The 2016 World Bank poverty report confirmed that poverty levels among the Nigerians were higher in 2016 than in 1990s (World Bank,2016). Employment opportunities and infrastructures are mainly concentrated in Urban centres or constituencies that are loyal to the ruling political parties. This fuels crisis and inequality as these deprived or excluded groups express their grievances through the use of small arms against the state. The widespread poverty and limited economic opportunities in Nigeria were exploited by the Boko Harma, herdsmen terrorists, Niger Delta militants and the non-violent Indigenous People of Biafra to recruit and radicalize the poor, uneducated and vulnerable people through cash distribution. The rural-urban migration created the leeway for the Fulani settlement and claim of ownership, and at the same time, wreck havoc on many communities resulting in the killings of innocent Nigerians.
Nigeria is a vast country covering 923,768sq kilometers with more than 36450 kilometers of land and maritime borders. Nigeria shares its land borders with four countries: Benin (773km), Cameroun (1690km). Niger (1049km) and Chad (87km). Nigerian Immigration Service (NIS) confirmed that there are 1487 illegal routes to Nigeria through the borders (Abayomi,2013:1). The surveillance on these vast routes poses problems. In Borno State, for example, owing to the porous nature of the border with Cameroun, the border area is easily accessible at any point by various means of transport during the dry season, thus rendering all the government’s efforts to curb the illegal aliens, bandits and smugglers of small arms and light weapons ineffective. In 2013, Cameroonian security forces arrested a man who was transporting 655 guns to Nigeria and another 5400 AK47 were also intercepted in Marona, in Northern region of Cameroun for the same destination (Oxfam,2017:12).
In this connection, Albert Akpor (2012:3) notes that most of the weapons of Boko Haram sect enter the country through the Apapa Wharf and Northern borders of Chad, Mali and Niger republics. The small arms were evacuated into tankers with the assistance of some members of the authorized security agencies who are members of the group at the borders. The tankers normally sail through all checking points until they get to their destination where the contents are again evacuated into the designated mosque. In addition, the Libyan and Malian crises compounded the nature of small arms circulation, abuse and misuse in the whole of Africa. This became detrimental to the whole of West Africa especially Nigeria as these large numbers of arms exported to West African sub-region encouraged the abuse of human rights and promoted high degree of violent conflicts and mortality rates.

#### [Coordinate annotation items]

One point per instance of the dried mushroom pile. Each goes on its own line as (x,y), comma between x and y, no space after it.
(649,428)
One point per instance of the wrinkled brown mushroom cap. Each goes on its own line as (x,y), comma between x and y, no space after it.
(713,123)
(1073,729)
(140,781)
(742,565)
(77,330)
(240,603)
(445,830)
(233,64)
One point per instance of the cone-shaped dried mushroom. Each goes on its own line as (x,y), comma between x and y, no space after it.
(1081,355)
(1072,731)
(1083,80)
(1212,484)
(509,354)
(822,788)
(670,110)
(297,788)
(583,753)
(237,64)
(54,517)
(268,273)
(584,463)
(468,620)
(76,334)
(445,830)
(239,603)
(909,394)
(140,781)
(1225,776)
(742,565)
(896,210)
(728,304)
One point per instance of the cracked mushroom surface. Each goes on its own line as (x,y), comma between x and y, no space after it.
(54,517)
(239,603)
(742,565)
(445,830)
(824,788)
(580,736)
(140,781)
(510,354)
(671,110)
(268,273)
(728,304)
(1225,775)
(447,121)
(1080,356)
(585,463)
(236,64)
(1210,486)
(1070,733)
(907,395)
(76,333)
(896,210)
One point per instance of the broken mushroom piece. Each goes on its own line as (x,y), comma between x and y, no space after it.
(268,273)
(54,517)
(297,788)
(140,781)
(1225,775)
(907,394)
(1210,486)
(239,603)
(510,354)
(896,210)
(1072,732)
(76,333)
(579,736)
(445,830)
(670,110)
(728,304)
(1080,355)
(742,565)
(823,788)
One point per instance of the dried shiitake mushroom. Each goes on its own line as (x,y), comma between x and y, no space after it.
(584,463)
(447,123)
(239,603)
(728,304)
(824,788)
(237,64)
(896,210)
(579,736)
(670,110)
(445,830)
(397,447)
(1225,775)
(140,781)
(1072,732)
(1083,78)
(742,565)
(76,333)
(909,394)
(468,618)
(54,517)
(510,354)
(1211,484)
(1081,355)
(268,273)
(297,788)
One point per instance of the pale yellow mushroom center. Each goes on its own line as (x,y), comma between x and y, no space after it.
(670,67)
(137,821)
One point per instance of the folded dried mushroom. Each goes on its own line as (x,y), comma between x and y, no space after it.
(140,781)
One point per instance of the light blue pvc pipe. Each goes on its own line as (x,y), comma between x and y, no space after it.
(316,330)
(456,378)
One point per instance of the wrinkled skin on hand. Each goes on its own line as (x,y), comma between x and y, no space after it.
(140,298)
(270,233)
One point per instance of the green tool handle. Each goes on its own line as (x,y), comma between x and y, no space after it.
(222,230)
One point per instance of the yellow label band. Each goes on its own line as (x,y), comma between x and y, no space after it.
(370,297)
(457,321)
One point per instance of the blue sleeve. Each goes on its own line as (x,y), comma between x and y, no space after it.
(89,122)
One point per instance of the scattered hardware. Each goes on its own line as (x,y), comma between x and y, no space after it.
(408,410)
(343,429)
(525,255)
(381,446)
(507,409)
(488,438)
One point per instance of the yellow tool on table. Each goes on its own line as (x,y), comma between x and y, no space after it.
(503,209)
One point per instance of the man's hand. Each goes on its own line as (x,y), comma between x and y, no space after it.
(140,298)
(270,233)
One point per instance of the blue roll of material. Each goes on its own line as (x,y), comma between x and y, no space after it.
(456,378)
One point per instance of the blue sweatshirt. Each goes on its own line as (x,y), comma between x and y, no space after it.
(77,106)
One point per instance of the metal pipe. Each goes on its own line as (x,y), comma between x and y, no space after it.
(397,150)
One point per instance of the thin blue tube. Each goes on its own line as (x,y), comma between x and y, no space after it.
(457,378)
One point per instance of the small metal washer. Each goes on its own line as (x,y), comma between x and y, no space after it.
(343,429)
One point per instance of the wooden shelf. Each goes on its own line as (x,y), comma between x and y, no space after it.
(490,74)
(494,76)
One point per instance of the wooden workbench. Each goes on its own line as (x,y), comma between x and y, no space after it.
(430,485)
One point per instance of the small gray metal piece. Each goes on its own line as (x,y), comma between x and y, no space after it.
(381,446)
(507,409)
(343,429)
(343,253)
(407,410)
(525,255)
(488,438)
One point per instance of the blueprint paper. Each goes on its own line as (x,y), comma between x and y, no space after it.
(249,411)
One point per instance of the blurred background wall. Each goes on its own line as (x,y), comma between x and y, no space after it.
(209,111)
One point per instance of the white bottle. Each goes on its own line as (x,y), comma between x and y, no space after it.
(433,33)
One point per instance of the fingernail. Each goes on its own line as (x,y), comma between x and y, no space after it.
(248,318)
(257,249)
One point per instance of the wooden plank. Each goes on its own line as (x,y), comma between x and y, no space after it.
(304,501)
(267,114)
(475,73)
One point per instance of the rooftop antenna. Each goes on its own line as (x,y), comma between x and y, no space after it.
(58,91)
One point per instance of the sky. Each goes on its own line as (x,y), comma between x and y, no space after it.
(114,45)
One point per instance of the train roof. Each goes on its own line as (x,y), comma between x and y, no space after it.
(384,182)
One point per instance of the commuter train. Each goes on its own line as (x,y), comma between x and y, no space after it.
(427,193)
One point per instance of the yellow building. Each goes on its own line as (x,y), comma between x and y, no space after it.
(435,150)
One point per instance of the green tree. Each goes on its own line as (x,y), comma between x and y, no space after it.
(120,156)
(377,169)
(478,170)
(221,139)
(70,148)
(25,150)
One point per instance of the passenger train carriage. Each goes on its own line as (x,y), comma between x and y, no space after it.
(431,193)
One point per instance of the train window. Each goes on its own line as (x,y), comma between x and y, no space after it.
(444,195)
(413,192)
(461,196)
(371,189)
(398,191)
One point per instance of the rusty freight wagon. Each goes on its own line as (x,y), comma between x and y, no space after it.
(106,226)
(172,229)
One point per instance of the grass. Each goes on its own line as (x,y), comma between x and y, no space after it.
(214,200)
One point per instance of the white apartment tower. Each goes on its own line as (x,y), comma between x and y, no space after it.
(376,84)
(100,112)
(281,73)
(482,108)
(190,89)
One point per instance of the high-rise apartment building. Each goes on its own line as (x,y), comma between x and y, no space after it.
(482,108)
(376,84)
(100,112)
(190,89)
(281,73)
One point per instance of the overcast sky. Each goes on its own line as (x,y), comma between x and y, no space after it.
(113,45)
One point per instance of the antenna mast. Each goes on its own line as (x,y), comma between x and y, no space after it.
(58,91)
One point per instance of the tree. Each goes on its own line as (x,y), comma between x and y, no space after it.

#### [To-do list]
1) According to the text on small arms in Nigeria, how many illegal routes into Nigeria through the borders did the Nigerian Immigration Service confirm?
2) Reproduce the passage from the text on small arms in Nigeria, starting with "In this connection, Albert" and going on through "and mortality rates.".

#### [Task results]
1) 1487

2)
In this connection, Albert Akpor (2012:3) notes that most of the weapons of Boko Haram sect enter the country through the Apapa Wharf and Northern borders of Chad, Mali and Niger republics. The small arms were evacuated into tankers with the assistance of some members of the authorized security agencies who are members of the group at the borders. The tankers normally sail through all checking points until they get to their destination where the contents are again evacuated into the designated mosque. In addition, the Libyan and Malian crises compounded the nature of small arms circulation, abuse and misuse in the whole of Africa. This became detrimental to the whole of West Africa especially Nigeria as these large numbers of arms exported to West African sub-region encouraged the abuse of human rights and promoted high degree of violent conflicts and mortality rates.